Source excerpt:
::::
I have also pledged my support to Katharine Jefferts Schori, our Presiding Bishop, and have invited her to discover the uniqueness of this church in this region. She will have a very steep learning curve since her experience of the church in this country has been limited to the west and northwest. I have offered, and she has accepted my offer, to serve as a resource to help her broaden her experience, particularly of the church in the deep south.
Two weeks from now Primates from around the Anglican Communion will meet with the Archbishop of Canterbury in Tanzania. Part of their business there will be to discuss our church's response to Windsor and make recommendations to Archbishop Williams. There is considerable speculation on what will transpire and enough rumors to maintain a rumor mill for a decade. Such speculation is futile for it serves neither clarity nor charity. I have chosen to follow the wise and generous council of Archbishop Williams who has asked that we lower the volume and give good people of good faith the necessary time to find a way forward together. Precipitous action, he has advised, will not deepen the bonds of communion.
I have noted at other times the uninvited presence of the Archbishops of Rwanda and Kenya in the Diocese of Mississippi, visits that were intended to establish parallel jurisdictions within this diocese. While I have pledged not to lose too much sleep over this fact, it does suggest a curious lack of good faith for those men to come into the diocese of a bishop who has been faithful to Windsor while justifying their intervention by saying they were acting on behalf of persecuted and oppressed Episcopalians in Mississippi. I have voiced my objections to Canterbury on each occasion, but will not expend further enormous energy fighting this.
My commitment to you as bishop is to be the means by which you are in relationship with the historic See of Canterbury. And my commitment to you as bishop is to be the means by which we are bound together in the unique manifestation of Anglicanism called the Episcopal Church.
I do not believe that those relationships are, or can be, mutually exclusive. The commitment to these two key relationships will require me to go places and be with a wide variety of people. For those who raise eyebrows over who I am seen with, let me offer these words from Brazilian Roman Catholic Bishop Dom Helder Camara that I have tried to live by for nearly 7 years:
The bishop belongs to all.
Let no one be scandalized if I frequent those who are considered unworthy or sinful.
Who is not a sinner?
Let no one be alarmed if I am seen with compromised and dangerous people on the left or the right.
Let no one bind me to a group
My door, my heart must be open to everyone, absolutely everyone.
We have been trapped for far too long in false dichotomies. We have found ourselves far more comfortable with the simplistic characterization of groups and individuals that denies the complexity and mystery of our humanity and God's grace among us.
Are you either liberal or conservative?
Orthodox or heretical?
Are you committed to either unity or justice?
Either God is known in scripture or God is known through the ongoing revelation of the Holy Spirit.
Praise God that our forbearers in the faith did not succumb to such false dichotomies:
Surely Jesus is either God or Man?
::::
What you will do:
(a) Return everything in the bishop's remarks from "Let no one bind" down to "liberal or conservative?", word for word.
(b) In the rows, take everything from the first row down to the line containing "[[159, 229]]", switch "photo" to "image", and give back only those lines with nothing else altered.

Point labeling rows
::::
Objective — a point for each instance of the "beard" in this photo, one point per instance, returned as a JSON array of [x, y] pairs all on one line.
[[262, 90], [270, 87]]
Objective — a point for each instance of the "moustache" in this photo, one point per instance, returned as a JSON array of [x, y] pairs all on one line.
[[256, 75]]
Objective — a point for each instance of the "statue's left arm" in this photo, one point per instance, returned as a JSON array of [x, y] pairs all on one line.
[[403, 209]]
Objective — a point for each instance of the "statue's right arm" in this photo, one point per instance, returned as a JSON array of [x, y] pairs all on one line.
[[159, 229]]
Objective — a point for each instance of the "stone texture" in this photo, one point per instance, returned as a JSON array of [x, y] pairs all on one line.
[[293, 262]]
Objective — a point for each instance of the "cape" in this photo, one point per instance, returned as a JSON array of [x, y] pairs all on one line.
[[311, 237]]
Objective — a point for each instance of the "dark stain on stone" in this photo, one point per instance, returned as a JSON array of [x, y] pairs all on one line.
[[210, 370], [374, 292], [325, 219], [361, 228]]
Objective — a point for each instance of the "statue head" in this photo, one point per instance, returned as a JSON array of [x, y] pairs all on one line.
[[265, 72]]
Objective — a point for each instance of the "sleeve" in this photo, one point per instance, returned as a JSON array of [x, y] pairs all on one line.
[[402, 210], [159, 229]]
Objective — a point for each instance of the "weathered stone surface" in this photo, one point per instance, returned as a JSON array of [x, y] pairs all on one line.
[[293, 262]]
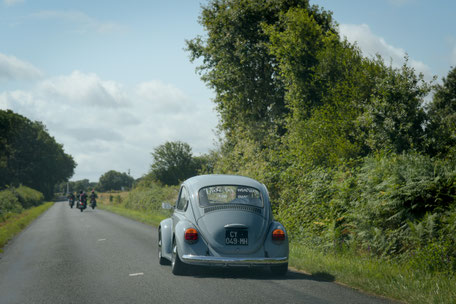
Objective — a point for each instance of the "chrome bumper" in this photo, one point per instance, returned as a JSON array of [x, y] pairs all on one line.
[[227, 261]]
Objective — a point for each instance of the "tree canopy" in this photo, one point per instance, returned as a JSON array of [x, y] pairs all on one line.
[[173, 162], [30, 156], [341, 140]]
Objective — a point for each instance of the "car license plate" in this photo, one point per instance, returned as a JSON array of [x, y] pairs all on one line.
[[237, 237]]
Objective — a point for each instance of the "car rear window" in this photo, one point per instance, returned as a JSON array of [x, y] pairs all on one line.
[[230, 194]]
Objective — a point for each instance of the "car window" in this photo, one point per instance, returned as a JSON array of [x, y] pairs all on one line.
[[183, 200], [230, 194]]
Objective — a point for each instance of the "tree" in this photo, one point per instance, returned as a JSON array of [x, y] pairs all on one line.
[[441, 129], [238, 65], [173, 163], [30, 156], [113, 180]]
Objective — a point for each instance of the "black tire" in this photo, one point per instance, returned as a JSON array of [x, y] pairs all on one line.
[[281, 269], [177, 266], [161, 259]]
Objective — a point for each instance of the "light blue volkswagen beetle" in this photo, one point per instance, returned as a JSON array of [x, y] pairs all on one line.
[[222, 220]]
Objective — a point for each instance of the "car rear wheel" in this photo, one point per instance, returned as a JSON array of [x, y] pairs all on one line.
[[281, 269], [177, 266], [161, 259]]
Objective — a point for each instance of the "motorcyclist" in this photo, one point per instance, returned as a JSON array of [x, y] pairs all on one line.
[[83, 198], [93, 198], [71, 196]]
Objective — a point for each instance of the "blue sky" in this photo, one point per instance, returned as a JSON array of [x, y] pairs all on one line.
[[111, 80]]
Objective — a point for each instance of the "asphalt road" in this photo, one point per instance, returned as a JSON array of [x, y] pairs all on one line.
[[66, 256]]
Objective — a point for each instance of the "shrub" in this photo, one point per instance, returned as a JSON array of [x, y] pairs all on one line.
[[8, 204], [29, 197]]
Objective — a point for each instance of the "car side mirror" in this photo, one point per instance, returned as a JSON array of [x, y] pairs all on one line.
[[167, 206]]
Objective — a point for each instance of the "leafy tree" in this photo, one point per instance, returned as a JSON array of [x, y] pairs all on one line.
[[441, 129], [30, 156], [237, 63], [394, 119], [173, 163], [113, 180]]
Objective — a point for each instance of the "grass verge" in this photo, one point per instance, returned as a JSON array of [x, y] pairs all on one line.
[[17, 222], [370, 275], [146, 217], [377, 276]]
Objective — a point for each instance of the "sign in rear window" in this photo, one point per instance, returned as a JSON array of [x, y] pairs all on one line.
[[230, 194]]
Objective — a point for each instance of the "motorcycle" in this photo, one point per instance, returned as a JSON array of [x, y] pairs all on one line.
[[81, 205], [93, 203]]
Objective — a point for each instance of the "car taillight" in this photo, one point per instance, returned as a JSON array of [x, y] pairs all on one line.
[[278, 235], [191, 235]]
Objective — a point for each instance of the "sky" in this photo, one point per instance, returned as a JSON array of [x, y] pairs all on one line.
[[111, 80]]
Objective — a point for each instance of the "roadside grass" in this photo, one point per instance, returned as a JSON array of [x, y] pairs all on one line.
[[380, 277], [367, 274], [146, 217], [17, 222]]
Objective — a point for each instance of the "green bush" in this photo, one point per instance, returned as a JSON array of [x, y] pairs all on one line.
[[8, 204], [384, 205]]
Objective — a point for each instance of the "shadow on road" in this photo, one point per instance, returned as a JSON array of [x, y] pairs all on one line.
[[256, 274]]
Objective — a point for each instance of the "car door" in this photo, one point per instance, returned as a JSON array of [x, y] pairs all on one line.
[[181, 206]]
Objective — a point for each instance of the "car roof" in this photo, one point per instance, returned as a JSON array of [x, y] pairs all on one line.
[[200, 181]]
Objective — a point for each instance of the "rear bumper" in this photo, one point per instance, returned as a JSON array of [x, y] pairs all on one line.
[[232, 261]]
::::
Results for the exercise:
(a)
Let no one bind me to a group
My door, my heart must be open to everyone, absolutely everyone.
We have been trapped for far too long in false dichotomies. We have found ourselves far more comfortable with the simplistic characterization of groups and individuals that denies the complexity and mystery of our humanity and God's grace among us.
Are you either liberal or conservative?

(b)
Objective — a point for each instance of the "beard" in this image, one point per instance, returned as a JSON array of [x, y] pairs all on one line.
[[262, 90], [270, 87]]
Objective — a point for each instance of the "moustache" in this image, one point per instance, returned as a JSON array of [x, y] pairs all on one line.
[[256, 75]]
Objective — a point for each instance of the "statue's left arm" in this image, one point per instance, returned as a JSON array of [x, y] pairs all on one line.
[[403, 209]]
Objective — a point for each instance of the "statue's right arm" in this image, one point per instance, returned as a JSON array of [x, y] pairs all on one line.
[[159, 229]]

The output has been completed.